+++ Records for this exercise +++
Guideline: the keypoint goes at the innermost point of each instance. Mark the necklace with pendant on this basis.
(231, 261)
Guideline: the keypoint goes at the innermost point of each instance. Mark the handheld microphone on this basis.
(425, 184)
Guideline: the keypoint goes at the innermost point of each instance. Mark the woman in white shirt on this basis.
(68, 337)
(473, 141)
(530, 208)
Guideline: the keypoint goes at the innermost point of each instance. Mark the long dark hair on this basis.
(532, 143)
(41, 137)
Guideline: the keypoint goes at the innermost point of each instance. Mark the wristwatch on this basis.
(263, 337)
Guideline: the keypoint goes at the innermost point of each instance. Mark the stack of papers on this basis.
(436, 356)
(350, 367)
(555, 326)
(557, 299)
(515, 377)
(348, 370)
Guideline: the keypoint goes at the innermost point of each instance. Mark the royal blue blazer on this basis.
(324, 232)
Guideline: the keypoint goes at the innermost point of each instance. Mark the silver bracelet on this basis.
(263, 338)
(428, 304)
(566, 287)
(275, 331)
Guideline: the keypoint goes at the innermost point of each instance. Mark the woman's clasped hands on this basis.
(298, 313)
+++
Update the entries above by changing every "innermost" to "central" and leaving all other text as it is.

## Answer for this exercise
Guideline: the keypoint goes at the central point of each instance. Mark the necklace with pendant on this basis.
(231, 261)
Guideline: the keypoint goes at the central point of each instance. Mark the handheld microphone on this basis.
(425, 184)
Guideline: the keypoint goes at the central point of each instance. Mark the woman in white shirt on this basis.
(68, 337)
(473, 141)
(530, 208)
Guideline: the keypoint goes at the central point of each instance. Mark the long dark hair on this basis.
(532, 143)
(41, 137)
Guideline: the keypoint goes at the central point of each instance. Mark the wristwatch on this basis.
(263, 337)
Guideline: the keypoint goes at the central point of each instance. Mark the stack of papers on this basis.
(436, 356)
(350, 367)
(555, 326)
(557, 299)
(515, 377)
(348, 370)
Guideline: the keypoint goes at the central point of each instance. Mark the royal blue blazer on this basis.
(324, 232)
Guideline: the keypoint goes at the central point of each instance. Mark the silver bracelet on this basis.
(263, 338)
(428, 304)
(566, 287)
(275, 331)
Guideline: the keypoint goes at the central point of each instance. Mark the woman's clasped hands on this basis.
(298, 313)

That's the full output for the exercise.